* begin ITEMS *

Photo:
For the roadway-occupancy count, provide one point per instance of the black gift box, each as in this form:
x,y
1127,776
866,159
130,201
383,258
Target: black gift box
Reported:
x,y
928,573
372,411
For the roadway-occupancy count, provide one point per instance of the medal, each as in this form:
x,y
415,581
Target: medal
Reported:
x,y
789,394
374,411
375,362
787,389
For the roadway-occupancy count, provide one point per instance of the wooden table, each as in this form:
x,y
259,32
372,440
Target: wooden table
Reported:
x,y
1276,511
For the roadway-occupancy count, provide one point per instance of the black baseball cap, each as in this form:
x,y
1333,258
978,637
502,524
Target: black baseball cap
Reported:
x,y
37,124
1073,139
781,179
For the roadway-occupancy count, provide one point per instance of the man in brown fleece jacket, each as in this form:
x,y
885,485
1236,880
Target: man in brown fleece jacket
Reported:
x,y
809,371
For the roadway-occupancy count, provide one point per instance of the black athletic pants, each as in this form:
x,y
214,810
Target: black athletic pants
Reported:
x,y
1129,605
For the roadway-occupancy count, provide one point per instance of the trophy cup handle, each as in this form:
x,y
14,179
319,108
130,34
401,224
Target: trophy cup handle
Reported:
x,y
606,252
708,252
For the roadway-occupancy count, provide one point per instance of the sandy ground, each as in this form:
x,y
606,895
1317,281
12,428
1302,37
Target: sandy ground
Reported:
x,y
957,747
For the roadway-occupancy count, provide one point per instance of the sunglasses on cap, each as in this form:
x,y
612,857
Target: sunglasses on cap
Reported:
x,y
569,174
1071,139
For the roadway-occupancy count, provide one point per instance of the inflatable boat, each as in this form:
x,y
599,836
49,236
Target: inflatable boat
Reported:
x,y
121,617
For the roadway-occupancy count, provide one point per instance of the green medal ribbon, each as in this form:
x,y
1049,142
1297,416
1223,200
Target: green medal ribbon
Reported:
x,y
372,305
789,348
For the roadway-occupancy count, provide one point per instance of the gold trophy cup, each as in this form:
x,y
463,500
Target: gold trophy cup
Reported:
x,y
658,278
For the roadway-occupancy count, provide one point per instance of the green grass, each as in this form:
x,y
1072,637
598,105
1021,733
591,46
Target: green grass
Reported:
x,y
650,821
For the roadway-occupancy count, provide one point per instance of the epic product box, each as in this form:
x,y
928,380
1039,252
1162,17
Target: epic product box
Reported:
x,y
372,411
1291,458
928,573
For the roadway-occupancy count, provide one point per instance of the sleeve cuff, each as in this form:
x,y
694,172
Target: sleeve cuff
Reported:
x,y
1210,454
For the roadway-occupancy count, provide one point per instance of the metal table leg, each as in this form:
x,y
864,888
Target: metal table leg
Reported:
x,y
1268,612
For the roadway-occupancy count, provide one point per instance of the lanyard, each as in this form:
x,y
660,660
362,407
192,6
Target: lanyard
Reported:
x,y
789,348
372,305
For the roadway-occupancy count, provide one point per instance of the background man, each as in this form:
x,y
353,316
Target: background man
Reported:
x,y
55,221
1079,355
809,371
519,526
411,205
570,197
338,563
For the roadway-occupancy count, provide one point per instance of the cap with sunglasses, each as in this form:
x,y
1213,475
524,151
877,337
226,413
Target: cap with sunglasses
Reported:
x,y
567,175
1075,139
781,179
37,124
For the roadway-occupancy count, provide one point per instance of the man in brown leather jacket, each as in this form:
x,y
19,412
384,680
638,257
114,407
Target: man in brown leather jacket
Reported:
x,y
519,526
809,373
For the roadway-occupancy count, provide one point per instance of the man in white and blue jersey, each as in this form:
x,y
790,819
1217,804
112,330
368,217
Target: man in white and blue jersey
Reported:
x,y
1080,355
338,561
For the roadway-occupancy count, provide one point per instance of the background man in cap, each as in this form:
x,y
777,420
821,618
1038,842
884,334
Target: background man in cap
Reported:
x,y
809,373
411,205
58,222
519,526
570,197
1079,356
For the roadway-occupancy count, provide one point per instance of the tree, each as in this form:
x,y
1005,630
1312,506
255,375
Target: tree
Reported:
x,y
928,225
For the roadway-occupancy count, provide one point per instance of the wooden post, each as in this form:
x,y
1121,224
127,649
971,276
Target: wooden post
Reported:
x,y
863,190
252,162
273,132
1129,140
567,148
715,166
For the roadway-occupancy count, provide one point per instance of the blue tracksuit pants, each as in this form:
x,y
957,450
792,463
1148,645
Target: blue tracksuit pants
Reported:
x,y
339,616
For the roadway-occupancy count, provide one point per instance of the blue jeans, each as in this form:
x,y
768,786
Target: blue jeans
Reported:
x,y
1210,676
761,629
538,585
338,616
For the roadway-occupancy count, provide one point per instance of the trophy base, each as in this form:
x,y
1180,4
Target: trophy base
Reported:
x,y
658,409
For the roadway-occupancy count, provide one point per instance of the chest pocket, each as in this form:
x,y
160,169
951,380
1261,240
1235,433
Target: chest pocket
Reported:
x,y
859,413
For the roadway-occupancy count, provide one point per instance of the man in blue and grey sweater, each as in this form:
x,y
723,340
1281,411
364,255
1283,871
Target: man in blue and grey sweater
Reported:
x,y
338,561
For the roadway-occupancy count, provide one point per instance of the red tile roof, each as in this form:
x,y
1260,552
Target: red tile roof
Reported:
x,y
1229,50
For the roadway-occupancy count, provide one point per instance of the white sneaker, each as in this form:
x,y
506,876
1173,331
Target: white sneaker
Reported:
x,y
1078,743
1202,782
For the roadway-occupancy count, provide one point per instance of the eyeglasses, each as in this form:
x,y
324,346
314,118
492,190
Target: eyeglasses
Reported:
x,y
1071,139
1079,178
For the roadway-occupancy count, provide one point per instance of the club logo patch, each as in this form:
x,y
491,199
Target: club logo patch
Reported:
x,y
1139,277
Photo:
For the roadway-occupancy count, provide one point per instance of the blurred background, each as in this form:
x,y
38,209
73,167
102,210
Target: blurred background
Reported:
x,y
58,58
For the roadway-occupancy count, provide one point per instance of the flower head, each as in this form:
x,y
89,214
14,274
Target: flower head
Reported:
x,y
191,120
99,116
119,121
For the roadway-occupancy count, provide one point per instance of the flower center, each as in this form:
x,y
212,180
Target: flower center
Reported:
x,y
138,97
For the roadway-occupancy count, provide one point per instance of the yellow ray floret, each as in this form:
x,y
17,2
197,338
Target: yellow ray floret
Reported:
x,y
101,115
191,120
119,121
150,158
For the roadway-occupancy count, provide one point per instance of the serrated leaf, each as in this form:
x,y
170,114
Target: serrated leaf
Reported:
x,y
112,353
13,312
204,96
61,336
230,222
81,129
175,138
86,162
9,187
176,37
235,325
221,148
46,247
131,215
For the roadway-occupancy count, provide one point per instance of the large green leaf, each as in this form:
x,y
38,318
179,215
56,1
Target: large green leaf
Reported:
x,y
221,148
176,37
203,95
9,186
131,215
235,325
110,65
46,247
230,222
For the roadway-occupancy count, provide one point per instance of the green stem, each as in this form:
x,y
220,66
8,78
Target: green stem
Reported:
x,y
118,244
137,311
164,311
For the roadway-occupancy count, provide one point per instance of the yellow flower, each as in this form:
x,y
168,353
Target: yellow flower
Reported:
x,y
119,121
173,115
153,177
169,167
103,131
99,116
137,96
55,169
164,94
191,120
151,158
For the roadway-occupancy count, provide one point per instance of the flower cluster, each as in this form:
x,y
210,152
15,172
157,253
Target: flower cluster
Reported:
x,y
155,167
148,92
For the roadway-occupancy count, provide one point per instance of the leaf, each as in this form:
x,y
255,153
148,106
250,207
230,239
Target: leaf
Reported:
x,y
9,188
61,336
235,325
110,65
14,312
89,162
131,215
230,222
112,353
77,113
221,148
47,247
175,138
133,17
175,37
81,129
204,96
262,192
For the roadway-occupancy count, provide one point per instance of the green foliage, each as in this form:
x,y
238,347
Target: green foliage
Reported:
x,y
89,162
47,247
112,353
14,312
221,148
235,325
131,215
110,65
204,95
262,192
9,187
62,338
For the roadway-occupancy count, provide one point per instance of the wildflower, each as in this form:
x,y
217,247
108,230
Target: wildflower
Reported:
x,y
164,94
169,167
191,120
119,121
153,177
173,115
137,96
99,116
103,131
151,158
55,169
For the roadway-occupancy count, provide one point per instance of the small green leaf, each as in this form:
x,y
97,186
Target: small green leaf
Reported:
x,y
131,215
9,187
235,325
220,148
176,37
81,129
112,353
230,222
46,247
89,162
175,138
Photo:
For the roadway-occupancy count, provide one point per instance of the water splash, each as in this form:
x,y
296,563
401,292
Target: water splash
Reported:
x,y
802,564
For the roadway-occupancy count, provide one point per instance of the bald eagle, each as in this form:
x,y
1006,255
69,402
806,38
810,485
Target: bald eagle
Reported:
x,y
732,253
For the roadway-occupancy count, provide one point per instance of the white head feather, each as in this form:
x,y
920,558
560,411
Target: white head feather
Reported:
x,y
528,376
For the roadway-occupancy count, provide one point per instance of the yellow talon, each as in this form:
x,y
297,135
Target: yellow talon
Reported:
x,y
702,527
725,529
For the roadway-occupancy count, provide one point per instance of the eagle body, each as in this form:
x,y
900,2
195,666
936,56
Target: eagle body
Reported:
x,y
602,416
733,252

* end ITEMS *

Quote only the lines from the line containing "of the bald" through the end of the entries, keeping the first and the last.

RESPONSE:
For the roadway-occupancy count, provide one point per instance of the bald eagle, each as in this form:
x,y
1006,255
69,402
806,38
810,485
Target: bald eagle
Reported:
x,y
732,253
For the roadway-occupancy count, provide one point per instance of the white head feather, each as in this form:
x,y
920,558
560,411
Target: white head feather
Reported:
x,y
528,376
For the roadway-occupancy count, provide one point per instance of the yellow talon, each as in this form:
x,y
297,135
Target: yellow talon
Reported:
x,y
702,527
725,529
For the roadway-occupancy count, provide one point per instance of the eagle body, each as in this form:
x,y
900,2
195,666
936,56
Target: eagle body
Reported:
x,y
602,416
733,252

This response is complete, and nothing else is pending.